Short task »
Below are the entries; output exactly the lines from the one containing "form (128, 371)?" through the final line, inclusive.

Input records »
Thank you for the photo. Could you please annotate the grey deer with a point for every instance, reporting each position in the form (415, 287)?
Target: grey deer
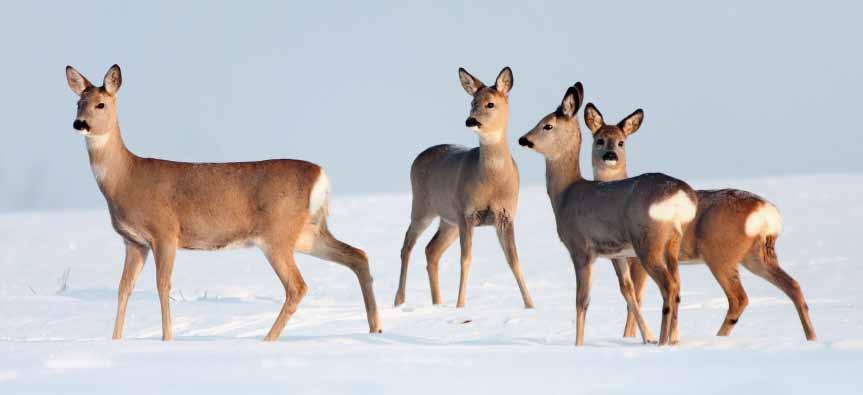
(730, 227)
(644, 216)
(467, 187)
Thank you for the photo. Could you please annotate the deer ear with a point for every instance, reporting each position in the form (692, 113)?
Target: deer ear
(113, 80)
(77, 82)
(630, 124)
(503, 84)
(593, 118)
(572, 100)
(470, 83)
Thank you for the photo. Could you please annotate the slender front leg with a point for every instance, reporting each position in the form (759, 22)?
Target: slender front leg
(506, 237)
(466, 239)
(418, 224)
(657, 270)
(164, 253)
(282, 261)
(135, 257)
(582, 298)
(622, 268)
(442, 239)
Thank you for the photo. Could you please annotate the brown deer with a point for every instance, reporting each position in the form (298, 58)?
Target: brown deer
(644, 216)
(731, 226)
(280, 206)
(467, 188)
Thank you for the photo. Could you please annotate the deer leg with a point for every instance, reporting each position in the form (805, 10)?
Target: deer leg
(443, 238)
(465, 233)
(135, 257)
(419, 223)
(729, 279)
(164, 253)
(582, 294)
(772, 272)
(326, 246)
(506, 237)
(639, 278)
(282, 261)
(671, 252)
(665, 281)
(623, 269)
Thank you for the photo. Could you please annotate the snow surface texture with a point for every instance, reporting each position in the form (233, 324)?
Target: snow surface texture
(59, 274)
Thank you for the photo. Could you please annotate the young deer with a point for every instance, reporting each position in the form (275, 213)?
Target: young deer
(730, 227)
(644, 216)
(280, 206)
(467, 188)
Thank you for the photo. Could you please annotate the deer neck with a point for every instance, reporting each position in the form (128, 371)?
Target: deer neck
(609, 174)
(110, 161)
(561, 172)
(494, 153)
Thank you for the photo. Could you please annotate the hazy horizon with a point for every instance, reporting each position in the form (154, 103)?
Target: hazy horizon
(729, 90)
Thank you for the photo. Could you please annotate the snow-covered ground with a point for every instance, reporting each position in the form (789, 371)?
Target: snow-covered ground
(59, 273)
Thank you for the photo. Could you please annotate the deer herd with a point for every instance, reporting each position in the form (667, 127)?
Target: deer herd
(645, 225)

Correct output »
Thank you for the photo. Could you please annotate the deer neck with a point for every instance, reporting each position in the form (128, 371)?
Target: deer neck
(609, 174)
(110, 161)
(561, 172)
(494, 153)
Thank you for the photo. Could you please annotate the hazy horizon with a point for every instance, reporting each position in the form (154, 103)?
Target: hazy horizon
(729, 90)
Thank you for the photo. Could you please annotate the snow-covered ground with a point for every instance, reporting each position in the form (789, 371)?
Target: snow-covered ground
(59, 273)
Thank you for the photo. Could you please annotate the deer herd with a point for every instance, reporting each position in the form (667, 127)?
Target: deer herd
(645, 225)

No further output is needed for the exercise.